**What to produce:** Every single record below is to be reproduced exactly.

(Data records)

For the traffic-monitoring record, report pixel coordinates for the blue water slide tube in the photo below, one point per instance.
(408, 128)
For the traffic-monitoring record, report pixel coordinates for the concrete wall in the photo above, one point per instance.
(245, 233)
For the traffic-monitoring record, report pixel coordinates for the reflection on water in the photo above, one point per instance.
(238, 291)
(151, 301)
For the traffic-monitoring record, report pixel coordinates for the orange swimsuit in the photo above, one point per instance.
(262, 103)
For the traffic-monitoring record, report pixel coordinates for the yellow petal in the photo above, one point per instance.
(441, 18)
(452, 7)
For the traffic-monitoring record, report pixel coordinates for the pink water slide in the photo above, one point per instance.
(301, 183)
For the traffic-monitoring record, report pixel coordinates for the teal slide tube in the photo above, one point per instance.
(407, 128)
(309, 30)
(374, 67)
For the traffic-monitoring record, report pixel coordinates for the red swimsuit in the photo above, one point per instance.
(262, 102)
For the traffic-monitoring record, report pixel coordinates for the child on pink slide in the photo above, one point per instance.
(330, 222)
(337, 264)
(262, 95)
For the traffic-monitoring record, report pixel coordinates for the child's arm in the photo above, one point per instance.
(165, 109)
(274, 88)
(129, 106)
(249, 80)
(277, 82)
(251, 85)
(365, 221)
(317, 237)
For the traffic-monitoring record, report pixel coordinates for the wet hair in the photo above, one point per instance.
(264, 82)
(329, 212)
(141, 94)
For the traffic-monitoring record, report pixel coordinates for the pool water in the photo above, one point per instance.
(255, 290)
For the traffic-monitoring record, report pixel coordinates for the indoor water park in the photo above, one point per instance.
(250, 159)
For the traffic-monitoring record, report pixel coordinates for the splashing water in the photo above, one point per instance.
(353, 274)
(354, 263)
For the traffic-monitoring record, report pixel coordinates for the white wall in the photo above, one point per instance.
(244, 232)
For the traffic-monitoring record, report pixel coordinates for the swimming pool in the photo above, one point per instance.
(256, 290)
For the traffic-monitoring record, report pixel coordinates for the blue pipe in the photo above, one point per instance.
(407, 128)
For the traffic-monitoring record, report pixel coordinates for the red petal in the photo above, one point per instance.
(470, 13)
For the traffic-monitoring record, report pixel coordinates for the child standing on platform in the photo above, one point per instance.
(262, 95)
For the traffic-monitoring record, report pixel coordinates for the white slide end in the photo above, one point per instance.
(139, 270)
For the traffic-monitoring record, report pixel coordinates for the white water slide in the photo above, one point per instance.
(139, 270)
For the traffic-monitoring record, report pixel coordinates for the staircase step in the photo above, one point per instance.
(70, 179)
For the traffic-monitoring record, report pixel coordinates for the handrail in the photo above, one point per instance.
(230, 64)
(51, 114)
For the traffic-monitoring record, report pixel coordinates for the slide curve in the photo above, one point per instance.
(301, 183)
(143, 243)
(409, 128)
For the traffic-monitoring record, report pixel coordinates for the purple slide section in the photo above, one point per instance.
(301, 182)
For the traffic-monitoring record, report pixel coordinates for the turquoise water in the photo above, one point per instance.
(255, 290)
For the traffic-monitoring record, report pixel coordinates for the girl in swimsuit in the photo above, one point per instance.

(End Data records)

**Output of the task:**
For the traffic-monitoring record, report pixel coordinates for the blue water slide tube in the photo below, one point per instance.
(408, 128)
For the traffic-monitoring record, report pixel coordinates for the concrete wall in the photo above, one point per instance.
(245, 233)
For the traffic-monitoring record, report pixel coordinates for the reflection on water in the photo above, one point per instance.
(238, 291)
(151, 301)
For the traffic-monitoring record, report pixel coordinates for the orange swimsuit in the photo above, one point per instance.
(262, 103)
For the traffic-monitoring record, report pixel coordinates for the yellow petal in the photo above, one point per instance.
(441, 18)
(452, 7)
For the traffic-monitoring record, report pixel coordinates for the pink water slide in the photo above, one point per instance.
(301, 183)
For the traffic-monitoring record, report pixel coordinates for the teal slide tube in the photo above, one point per instance.
(407, 128)
(309, 30)
(374, 67)
For the traffic-monitoring record, report pixel coordinates for the red swimsuit in the photo above, one point per instance.
(262, 102)
For the traffic-monitoring record, report pixel coordinates for the child on pink slide in the photo above, one point per instance.
(330, 222)
(337, 264)
(262, 95)
For the traffic-monitoring record, report pixel coordinates for the child's arm in the photo above, one point per instance.
(165, 109)
(274, 88)
(129, 106)
(249, 80)
(277, 82)
(251, 85)
(365, 221)
(317, 237)
For the traffic-monitoring record, report pixel coordinates for the wet hair in the photo above, one point per instance.
(264, 82)
(329, 212)
(141, 94)
For the traffic-monitoring record, report pixel coordinates for the pool water in the photo above, one point per instance.
(255, 290)
For the traffic-monitoring record, report pixel coordinates for the indoor water park in the photo above, one point per instance.
(250, 159)
For the traffic-monitoring record, report pixel coordinates for the splashing water in the photo above, one point per instance.
(353, 274)
(354, 263)
For the traffic-monitoring record, report pixel coordinates for the white wall in the photo above, one point per instance.
(244, 232)
For the traffic-monitoring record, report pixel coordinates for the swimming pool in the photo above, one point per instance.
(256, 290)
For the traffic-monitoring record, report pixel coordinates for the blue pipe in the photo above, one point per instance.
(407, 128)
For the traffic-monitoring record, report pixel coordinates for the red petal in the photo above, one point per instance.
(470, 13)
For the traffic-monitoring record, report pixel coordinates for the child standing on platform in the photo above, one point per instance.
(262, 95)
For the traffic-monitoring record, report pixel coordinates for the white slide end in the photo above, one point per instance.
(139, 270)
For the traffic-monitoring record, report pixel coordinates for the white water slide in the photo above, one point per instance.
(139, 270)
For the traffic-monitoring record, report pixel coordinates for the staircase step in the photo above, one point per instance.
(70, 179)
For the traffic-monitoring record, report pixel coordinates for the handrail in the photo above, one point per instance.
(230, 64)
(51, 114)
For the traffic-monitoring record, report pixel coordinates for the slide curve in the photo above, one point per instance.
(301, 183)
(143, 243)
(409, 128)
For the traffic-monitoring record, report pixel coordinates for the purple slide section in the photo above, one point per instance.
(301, 182)
For the traffic-monitoring record, report pixel coordinates for the turquoise water in the photo above, one point per instance.
(255, 290)
For the traffic-monitoring record, report pixel coordinates for the girl in swimsuit in the photo above, one point per instance.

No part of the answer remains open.